▶ Work required
Copy the material word for word, from its first line through the line containing "rough mask: <svg", with that line included.

Top of Data excerpts

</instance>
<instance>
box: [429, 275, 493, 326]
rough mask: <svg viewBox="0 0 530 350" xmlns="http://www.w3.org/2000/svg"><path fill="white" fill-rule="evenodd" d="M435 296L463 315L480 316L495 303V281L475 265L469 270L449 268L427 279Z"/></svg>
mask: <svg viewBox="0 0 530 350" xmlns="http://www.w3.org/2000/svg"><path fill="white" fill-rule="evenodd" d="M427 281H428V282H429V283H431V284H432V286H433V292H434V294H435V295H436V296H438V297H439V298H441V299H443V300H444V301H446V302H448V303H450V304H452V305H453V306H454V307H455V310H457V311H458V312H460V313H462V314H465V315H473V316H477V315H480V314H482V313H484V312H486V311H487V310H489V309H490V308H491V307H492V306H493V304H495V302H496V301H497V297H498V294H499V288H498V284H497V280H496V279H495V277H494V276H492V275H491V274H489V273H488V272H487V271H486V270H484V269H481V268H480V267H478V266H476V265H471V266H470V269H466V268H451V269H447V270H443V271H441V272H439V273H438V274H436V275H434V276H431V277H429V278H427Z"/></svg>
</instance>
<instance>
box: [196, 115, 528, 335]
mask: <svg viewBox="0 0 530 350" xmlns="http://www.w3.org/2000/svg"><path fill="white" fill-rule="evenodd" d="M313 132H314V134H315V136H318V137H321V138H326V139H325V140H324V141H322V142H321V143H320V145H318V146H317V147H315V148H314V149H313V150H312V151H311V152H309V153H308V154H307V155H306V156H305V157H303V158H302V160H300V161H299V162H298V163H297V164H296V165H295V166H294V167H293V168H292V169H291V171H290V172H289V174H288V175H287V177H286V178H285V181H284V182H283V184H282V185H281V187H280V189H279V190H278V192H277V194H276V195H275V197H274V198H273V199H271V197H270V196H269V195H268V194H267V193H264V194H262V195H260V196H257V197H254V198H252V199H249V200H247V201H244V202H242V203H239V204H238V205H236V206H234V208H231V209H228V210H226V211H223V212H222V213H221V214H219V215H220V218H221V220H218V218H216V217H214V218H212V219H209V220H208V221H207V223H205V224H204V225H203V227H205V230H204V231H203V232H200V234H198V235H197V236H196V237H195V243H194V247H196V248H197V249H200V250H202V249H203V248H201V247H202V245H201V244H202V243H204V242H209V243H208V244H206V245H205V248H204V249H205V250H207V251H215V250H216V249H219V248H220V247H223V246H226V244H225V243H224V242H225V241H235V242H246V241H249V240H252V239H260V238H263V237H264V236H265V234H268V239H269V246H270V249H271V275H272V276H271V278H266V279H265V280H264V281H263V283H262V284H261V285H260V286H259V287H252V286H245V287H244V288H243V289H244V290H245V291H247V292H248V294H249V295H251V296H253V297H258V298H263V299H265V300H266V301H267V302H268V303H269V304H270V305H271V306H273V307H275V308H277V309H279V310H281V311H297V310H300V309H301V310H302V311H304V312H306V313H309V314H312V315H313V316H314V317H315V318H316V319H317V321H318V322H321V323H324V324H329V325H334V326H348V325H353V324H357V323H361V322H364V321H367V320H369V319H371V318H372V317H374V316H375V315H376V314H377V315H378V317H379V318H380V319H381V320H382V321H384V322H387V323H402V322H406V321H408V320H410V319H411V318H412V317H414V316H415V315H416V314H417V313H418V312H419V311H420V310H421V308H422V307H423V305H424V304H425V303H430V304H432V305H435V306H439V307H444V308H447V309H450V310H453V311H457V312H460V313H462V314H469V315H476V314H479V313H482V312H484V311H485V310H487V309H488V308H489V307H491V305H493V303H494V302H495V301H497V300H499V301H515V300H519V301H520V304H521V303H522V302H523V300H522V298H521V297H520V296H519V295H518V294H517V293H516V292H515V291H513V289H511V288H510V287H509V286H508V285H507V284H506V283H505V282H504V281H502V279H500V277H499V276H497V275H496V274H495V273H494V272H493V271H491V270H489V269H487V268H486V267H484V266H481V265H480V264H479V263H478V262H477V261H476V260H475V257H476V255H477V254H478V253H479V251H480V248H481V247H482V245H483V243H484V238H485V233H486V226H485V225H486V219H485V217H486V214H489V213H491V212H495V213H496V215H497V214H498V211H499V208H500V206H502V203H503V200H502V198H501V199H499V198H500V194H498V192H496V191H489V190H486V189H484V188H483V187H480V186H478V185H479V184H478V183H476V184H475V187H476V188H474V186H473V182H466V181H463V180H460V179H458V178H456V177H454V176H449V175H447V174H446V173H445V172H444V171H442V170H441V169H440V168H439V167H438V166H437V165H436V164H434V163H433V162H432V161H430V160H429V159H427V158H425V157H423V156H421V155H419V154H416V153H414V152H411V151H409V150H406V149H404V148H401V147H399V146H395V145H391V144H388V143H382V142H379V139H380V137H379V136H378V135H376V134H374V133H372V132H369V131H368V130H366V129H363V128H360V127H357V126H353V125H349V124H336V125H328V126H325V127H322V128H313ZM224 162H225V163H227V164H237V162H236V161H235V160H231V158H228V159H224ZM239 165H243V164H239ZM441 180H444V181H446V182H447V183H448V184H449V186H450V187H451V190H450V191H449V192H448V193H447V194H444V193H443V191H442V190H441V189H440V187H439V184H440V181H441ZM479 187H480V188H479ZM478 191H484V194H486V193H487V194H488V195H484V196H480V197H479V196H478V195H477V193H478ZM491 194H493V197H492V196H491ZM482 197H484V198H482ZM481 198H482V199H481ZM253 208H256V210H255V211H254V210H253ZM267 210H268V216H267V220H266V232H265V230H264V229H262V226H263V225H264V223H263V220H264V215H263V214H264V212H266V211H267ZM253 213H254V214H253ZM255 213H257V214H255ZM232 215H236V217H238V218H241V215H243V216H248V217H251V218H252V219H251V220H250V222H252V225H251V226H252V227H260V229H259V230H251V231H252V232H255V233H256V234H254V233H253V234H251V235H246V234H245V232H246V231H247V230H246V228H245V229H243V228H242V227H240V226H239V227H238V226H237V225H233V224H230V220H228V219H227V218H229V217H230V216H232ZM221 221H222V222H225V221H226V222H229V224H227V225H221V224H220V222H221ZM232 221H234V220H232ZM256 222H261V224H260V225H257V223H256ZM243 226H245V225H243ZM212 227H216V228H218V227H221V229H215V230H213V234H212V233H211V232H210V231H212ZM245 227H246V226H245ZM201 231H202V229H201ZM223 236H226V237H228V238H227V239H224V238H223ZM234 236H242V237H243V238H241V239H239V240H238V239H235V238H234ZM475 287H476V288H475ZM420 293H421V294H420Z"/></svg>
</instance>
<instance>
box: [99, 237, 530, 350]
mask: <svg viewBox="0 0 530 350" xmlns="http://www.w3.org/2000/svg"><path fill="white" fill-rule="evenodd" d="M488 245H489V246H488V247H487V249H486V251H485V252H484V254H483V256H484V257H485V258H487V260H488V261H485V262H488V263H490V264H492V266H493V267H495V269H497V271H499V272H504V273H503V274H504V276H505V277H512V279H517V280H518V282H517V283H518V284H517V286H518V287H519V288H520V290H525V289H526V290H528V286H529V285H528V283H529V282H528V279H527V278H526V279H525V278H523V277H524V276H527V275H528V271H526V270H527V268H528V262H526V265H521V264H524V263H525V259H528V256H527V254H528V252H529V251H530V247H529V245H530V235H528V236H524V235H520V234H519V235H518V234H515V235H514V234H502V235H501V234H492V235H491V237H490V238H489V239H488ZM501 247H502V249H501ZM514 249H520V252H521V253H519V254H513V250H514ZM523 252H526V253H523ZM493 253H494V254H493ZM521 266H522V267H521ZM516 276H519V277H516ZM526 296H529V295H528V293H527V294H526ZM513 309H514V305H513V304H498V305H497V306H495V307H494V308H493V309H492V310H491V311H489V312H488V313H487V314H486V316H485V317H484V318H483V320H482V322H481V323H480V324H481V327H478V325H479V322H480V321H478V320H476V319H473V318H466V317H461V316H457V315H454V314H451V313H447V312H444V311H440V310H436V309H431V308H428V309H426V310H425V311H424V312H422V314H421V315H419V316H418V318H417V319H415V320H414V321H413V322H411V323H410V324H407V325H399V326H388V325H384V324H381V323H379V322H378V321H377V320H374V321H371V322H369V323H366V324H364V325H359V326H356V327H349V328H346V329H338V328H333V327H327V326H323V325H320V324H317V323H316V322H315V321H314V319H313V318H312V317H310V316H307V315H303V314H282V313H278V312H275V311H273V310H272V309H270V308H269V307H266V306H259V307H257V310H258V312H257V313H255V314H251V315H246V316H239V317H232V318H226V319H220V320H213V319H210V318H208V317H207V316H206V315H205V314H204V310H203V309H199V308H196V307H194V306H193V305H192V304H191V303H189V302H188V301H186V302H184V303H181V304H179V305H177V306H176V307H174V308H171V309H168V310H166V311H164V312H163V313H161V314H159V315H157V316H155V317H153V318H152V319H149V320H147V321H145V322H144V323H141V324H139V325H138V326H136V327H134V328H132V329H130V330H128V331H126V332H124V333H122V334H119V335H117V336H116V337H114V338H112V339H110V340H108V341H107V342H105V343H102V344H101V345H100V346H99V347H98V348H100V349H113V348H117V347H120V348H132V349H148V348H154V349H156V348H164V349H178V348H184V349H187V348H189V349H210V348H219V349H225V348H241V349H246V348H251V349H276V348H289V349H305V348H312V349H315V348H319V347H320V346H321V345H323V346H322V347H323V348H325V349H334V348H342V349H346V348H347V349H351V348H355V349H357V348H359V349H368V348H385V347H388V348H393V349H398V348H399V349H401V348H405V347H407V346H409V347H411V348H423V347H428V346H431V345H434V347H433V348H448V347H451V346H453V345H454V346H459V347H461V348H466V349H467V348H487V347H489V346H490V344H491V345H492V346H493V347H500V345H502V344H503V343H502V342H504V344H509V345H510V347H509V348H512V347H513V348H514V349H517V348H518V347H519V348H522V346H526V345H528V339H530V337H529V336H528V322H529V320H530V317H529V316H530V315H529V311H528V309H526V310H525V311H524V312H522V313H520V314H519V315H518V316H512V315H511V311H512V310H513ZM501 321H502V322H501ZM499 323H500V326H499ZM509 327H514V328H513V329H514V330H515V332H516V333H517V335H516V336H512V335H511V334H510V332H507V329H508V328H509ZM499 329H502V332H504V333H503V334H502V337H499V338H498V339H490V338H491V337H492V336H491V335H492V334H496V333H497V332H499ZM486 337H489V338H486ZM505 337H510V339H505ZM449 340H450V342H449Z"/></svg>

Bottom of Data excerpts

▶ Response
</instance>
<instance>
box: [429, 275, 493, 326]
rough mask: <svg viewBox="0 0 530 350" xmlns="http://www.w3.org/2000/svg"><path fill="white" fill-rule="evenodd" d="M435 296L463 315L480 316L495 303V281L475 265L469 270L449 268L427 279Z"/></svg>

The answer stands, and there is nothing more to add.